# Dataset records
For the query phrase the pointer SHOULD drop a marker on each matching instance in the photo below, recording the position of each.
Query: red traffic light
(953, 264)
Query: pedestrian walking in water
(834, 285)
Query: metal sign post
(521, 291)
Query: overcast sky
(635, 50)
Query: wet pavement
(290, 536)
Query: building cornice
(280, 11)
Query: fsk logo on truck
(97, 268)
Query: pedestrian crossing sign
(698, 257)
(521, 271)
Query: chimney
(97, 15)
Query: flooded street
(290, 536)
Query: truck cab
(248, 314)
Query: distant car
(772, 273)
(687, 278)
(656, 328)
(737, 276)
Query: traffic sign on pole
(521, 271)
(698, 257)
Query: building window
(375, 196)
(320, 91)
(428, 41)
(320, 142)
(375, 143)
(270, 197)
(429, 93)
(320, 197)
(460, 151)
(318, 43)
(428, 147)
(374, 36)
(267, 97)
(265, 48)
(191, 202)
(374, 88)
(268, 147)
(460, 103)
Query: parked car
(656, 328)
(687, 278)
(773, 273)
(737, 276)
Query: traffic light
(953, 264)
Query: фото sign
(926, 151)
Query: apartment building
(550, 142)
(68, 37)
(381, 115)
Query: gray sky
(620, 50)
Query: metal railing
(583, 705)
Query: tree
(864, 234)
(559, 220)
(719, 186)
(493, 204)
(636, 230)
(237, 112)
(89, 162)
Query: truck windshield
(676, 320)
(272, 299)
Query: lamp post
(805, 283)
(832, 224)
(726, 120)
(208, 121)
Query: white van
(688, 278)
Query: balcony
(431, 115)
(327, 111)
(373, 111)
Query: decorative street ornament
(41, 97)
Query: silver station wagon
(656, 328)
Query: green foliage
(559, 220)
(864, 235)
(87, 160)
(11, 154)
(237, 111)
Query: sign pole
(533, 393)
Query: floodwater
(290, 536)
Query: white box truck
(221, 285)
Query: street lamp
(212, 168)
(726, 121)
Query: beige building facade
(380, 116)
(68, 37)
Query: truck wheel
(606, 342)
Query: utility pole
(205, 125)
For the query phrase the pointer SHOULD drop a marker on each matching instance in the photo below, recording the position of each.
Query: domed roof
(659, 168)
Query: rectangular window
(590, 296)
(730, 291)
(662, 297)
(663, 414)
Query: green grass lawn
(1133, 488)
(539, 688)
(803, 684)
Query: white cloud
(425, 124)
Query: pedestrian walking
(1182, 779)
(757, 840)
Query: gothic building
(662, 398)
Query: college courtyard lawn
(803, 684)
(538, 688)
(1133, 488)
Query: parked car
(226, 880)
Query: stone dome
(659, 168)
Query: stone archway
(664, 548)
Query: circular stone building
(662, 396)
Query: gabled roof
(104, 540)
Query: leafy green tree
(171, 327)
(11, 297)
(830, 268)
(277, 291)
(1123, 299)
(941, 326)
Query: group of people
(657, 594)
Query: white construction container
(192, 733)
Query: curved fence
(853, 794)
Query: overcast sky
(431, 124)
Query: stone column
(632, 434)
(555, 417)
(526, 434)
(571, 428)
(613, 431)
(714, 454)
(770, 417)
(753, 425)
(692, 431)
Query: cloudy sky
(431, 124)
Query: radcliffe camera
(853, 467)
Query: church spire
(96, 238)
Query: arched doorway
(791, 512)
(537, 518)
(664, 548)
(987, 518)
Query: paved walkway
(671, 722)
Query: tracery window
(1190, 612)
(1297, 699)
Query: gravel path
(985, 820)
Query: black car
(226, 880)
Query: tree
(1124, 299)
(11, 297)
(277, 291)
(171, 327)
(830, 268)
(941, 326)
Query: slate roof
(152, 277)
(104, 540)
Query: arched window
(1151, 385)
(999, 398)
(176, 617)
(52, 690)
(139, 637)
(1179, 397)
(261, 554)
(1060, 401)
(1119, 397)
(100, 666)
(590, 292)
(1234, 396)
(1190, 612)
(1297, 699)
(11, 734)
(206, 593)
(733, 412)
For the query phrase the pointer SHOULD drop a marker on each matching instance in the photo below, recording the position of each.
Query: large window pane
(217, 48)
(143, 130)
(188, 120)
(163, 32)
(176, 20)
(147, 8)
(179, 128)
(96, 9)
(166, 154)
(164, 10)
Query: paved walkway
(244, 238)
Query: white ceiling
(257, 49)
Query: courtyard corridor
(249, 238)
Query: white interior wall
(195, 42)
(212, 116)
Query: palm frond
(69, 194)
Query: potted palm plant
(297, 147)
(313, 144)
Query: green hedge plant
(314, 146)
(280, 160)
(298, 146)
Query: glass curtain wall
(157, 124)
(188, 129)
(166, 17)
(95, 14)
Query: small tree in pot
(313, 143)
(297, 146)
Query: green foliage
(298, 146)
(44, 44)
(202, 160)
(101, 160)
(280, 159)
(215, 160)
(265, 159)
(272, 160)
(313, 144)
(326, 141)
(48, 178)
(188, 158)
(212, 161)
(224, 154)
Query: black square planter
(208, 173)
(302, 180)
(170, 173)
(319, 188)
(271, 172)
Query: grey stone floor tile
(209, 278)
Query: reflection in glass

# Task description
Render all of the material above as a numbered list, omitting any blank lines.

# Correct answer
1. For the query phrase the pointer SHOULD drop a marker on each matching instance in the photo below, recording the position of each.
2. Query: red traffic light
3. (953, 264)
4. Query: pedestrian walking in water
5. (834, 285)
6. Query: metal sign post
7. (521, 291)
8. Query: overcast sky
9. (635, 50)
10. Query: wet pavement
11. (290, 536)
12. Query: building cornice
13. (280, 11)
14. Query: fsk logo on truck
15. (97, 268)
16. Query: pedestrian crossing sign
17. (698, 257)
18. (521, 271)
19. Query: chimney
20. (97, 15)
21. Query: flooded street
22. (290, 536)
23. Query: truck cab
24. (248, 314)
25. Query: distant car
26. (772, 273)
27. (687, 278)
28. (656, 328)
29. (737, 276)
30. Query: traffic sign on pole
31. (521, 271)
32. (698, 257)
33. Query: building window
34. (375, 196)
35. (320, 91)
36. (428, 41)
37. (320, 142)
38. (375, 143)
39. (270, 197)
40. (429, 93)
41. (320, 197)
42. (460, 151)
43. (318, 43)
44. (428, 147)
45. (374, 36)
46. (267, 97)
47. (265, 48)
48. (191, 202)
49. (374, 88)
50. (268, 147)
51. (460, 103)
52. Query: parked car
53. (656, 328)
54. (687, 278)
55. (773, 273)
56. (737, 276)
57. Query: traffic light
58. (953, 264)
59. Query: фото sign
60. (926, 151)
61. Query: apartment building
62. (550, 142)
63. (68, 37)
64. (381, 115)
65. Query: gray sky
66. (620, 50)
67. Query: metal railing
68. (583, 705)
69. Query: tree
70. (864, 234)
71. (559, 220)
72. (719, 186)
73. (493, 204)
74. (636, 230)
75. (237, 112)
76. (89, 162)
77. Query: truck windshield
78. (676, 320)
79. (272, 299)
80. Query: lamp post
81. (805, 283)
82. (832, 224)
83. (726, 120)
84. (208, 121)
85. Query: white van
86. (688, 278)
87. Query: balcony
88. (431, 115)
89. (327, 111)
90. (373, 111)
91. Query: decorative street ornament
92. (41, 97)
93. Query: silver station wagon
94. (656, 328)
95. Query: green foliage
96. (559, 220)
97. (864, 235)
98. (87, 160)
99. (11, 154)
100. (237, 111)
101. Query: sign pole
102. (533, 393)
103. Query: floodwater
104. (290, 536)
105. Query: white box truck
106. (221, 285)
107. Query: street lamp
108. (212, 168)
109. (726, 121)
110. Query: beige building facade
111. (380, 116)
112. (68, 37)
113. Query: truck wheel
114. (606, 342)
115. Query: utility pole
116. (205, 125)
117. For the query phrase the pointer SHOULD drop a marker on each matching instance in the photo below, recording the position of each.
118. Query: domed roof
119. (659, 168)
120. Query: rectangular window
121. (590, 296)
122. (730, 291)
123. (662, 297)
124. (663, 414)
125. Query: green grass lawn
126. (1133, 488)
127. (539, 688)
128. (803, 684)
129. Query: white cloud
130. (425, 124)
131. Query: pedestrian walking
132. (1182, 779)
133. (757, 840)
134. Query: gothic building
135. (662, 398)
136. Query: college courtyard lawn
137. (803, 684)
138. (538, 688)
139. (1133, 488)
140. Query: parked car
141. (226, 880)
142. Query: stone dome
143. (659, 168)
144. Query: stone archway
145. (664, 548)
146. Query: circular stone building
147. (662, 396)
148. Query: gabled roof
149. (104, 540)
150. Query: leafy green tree
151. (171, 327)
152. (11, 297)
153. (830, 268)
154. (277, 291)
155. (1123, 299)
156. (941, 326)
157. Query: group of people
158. (657, 594)
159. Query: white construction container
160. (192, 733)
161. Query: curved fence
162. (853, 794)
163. Query: overcast sky
164. (431, 124)
165. Query: stone column
166. (632, 434)
167. (555, 417)
168. (526, 434)
169. (571, 428)
170. (613, 431)
171. (714, 454)
172. (770, 417)
173. (753, 425)
174. (692, 431)
175. Query: cloudy sky
176. (431, 124)
177. Query: radcliffe camera
178. (853, 467)
179. Query: church spire
180. (96, 238)
181. Query: arched doorway
182. (791, 512)
183. (537, 518)
184. (664, 548)
185. (987, 518)
186. Query: paved walkway
187. (671, 722)
188. Query: tracery window
189. (1190, 612)
190. (1297, 699)
191. Query: gravel path
192. (985, 820)
193. Query: black car
194. (226, 880)
195. Query: tree
196. (1124, 299)
197. (11, 297)
198. (277, 291)
199. (171, 327)
200. (830, 268)
201. (941, 326)
202. Query: slate roof
203. (152, 277)
204. (104, 540)
205. Query: arched window
206. (1151, 385)
207. (999, 398)
208. (176, 617)
209. (52, 690)
210. (139, 637)
211. (1179, 397)
212. (261, 554)
213. (1060, 401)
214. (1119, 397)
215. (100, 666)
216. (590, 292)
217. (1234, 396)
218. (1190, 612)
219. (1297, 699)
220. (11, 734)
221. (206, 593)
222. (733, 412)
223. For the query phrase the pointer SHOULD drop a marker on each matching instance in the photo below, recording the position of each.
224. Query: large window pane
225. (217, 48)
226. (143, 130)
227. (188, 120)
228. (163, 32)
229. (176, 20)
230. (147, 8)
231. (179, 128)
232. (96, 9)
233. (166, 154)
234. (164, 10)
235. Query: paved walkway
236. (244, 238)
237. Query: white ceiling
238. (257, 49)
239. Query: courtyard corridor
240. (249, 238)
241. Query: white interior wall
242. (195, 42)
243. (212, 116)
244. Query: palm frond
245. (69, 194)
246. Query: potted palm plant
247. (297, 147)
248. (313, 144)
249. Query: green hedge plant
250. (314, 146)
251. (280, 160)
252. (298, 146)
253. Query: glass curtain wall
254. (157, 124)
255. (188, 129)
256. (166, 17)
257. (95, 14)
258. Query: small tree in pot
259. (313, 143)
260. (297, 146)
261. Query: green foliage
262. (298, 146)
263. (44, 44)
264. (202, 160)
265. (101, 160)
266. (280, 159)
267. (215, 160)
268. (265, 159)
269. (272, 160)
270. (313, 144)
271. (326, 141)
272. (48, 178)
273. (188, 158)
274. (212, 161)
275. (224, 154)
276. Query: black square planter
277. (208, 173)
278. (302, 180)
279. (170, 173)
280. (319, 188)
281. (271, 172)
282. Query: grey stone floor tile
283. (209, 278)
284. Query: reflection in glass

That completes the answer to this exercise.